§ **GIVEN INSTRUCTION**
In the records below, find every line containing the word "reflection" and copy each such line. Match case exactly.

(Dataset rows)

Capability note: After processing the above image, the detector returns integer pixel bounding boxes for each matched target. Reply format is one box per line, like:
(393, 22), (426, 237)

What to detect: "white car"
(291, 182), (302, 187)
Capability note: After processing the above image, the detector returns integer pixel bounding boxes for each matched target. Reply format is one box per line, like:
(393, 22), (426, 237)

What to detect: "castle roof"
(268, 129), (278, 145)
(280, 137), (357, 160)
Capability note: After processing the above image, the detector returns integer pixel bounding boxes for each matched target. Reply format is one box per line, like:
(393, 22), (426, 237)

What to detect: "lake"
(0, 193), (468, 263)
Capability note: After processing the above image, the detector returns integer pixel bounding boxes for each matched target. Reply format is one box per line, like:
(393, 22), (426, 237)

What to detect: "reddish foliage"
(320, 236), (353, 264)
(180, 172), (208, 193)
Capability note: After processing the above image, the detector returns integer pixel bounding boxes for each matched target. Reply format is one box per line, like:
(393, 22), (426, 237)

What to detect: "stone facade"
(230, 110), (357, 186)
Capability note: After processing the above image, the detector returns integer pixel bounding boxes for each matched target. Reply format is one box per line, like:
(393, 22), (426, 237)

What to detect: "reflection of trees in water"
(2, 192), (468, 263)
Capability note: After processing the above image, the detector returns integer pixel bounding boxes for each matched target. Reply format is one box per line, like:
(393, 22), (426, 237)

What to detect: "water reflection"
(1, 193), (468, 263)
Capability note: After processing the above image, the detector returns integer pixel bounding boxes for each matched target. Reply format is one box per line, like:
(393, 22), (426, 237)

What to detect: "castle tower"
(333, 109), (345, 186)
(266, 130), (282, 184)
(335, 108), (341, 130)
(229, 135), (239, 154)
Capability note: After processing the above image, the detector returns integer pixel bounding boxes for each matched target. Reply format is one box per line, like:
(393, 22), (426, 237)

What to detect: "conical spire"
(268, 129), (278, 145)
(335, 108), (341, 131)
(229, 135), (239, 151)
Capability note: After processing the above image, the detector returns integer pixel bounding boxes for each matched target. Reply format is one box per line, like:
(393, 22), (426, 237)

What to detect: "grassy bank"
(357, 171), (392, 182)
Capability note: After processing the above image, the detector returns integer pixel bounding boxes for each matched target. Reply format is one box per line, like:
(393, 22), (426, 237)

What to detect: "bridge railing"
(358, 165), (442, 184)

§ **THE RESPONSE**
What to detect: "reflection of trees in water"
What to detect: "water reflection"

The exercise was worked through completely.